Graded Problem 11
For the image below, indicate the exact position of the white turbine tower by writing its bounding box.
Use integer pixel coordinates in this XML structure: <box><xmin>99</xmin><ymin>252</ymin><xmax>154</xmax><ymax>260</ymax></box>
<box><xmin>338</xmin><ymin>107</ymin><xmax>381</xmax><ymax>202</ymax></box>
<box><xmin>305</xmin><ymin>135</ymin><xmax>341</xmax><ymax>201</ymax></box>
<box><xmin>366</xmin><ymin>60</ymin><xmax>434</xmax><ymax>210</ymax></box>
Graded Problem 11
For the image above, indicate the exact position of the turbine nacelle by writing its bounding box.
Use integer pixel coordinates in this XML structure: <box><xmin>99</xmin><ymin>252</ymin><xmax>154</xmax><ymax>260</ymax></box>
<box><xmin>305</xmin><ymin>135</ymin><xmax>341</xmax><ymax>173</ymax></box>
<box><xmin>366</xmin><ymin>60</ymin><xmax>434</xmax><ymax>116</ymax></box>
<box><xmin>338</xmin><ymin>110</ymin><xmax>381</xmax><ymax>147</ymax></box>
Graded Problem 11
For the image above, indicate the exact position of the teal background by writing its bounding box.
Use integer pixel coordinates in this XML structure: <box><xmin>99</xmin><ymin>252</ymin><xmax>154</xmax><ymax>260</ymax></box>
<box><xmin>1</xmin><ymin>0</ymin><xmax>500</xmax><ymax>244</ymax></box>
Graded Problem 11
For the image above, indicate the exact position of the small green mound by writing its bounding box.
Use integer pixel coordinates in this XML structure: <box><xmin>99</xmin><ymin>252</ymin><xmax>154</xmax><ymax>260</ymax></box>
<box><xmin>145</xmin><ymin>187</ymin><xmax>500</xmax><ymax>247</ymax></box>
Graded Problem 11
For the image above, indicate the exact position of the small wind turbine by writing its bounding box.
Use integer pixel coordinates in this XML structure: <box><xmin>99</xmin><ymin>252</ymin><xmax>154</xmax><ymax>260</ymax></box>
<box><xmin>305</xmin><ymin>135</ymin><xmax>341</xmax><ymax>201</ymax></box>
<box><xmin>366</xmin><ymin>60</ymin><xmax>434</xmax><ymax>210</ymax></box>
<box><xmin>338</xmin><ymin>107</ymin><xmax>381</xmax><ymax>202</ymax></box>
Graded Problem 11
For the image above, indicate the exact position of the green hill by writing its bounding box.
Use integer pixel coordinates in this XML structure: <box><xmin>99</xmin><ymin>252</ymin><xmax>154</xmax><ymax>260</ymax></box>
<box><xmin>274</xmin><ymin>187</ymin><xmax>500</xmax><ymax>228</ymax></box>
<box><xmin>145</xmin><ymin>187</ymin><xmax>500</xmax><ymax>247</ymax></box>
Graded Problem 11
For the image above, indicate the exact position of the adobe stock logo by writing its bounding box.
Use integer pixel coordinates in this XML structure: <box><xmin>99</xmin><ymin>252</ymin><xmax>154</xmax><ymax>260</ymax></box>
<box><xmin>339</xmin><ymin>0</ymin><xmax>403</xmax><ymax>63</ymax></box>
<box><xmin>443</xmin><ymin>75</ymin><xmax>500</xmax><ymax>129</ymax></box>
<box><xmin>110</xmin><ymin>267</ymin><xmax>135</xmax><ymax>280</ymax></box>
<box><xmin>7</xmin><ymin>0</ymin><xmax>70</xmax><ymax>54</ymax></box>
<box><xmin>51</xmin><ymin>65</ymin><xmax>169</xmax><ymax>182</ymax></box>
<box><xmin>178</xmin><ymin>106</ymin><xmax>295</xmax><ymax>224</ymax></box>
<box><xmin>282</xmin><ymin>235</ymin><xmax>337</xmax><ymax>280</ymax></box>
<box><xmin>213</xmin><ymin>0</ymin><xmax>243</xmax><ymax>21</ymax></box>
|---|
__WHAT YOU ARE ASKED TO DO__. Copy out each line from the preceding entries that mentions the word "image".

__PROBLEM SOLUTION__.
For the image below, indicate the exact position of the white turbine tower by writing its bounding box.
For the image above, indicate the exact position of the turbine nacelle by writing its bounding box.
For the image above, indicate the exact position of the teal background by writing its bounding box.
For the image above, indicate the exact position of the small green mound by writing its bounding box.
For the image above, indicate the exact position of the small wind turbine by writing its bounding box.
For the image above, indicate the exact position of the green hill by writing its bounding box.
For the image above, indicate the exact position of the adobe stock logo by writing its bounding box.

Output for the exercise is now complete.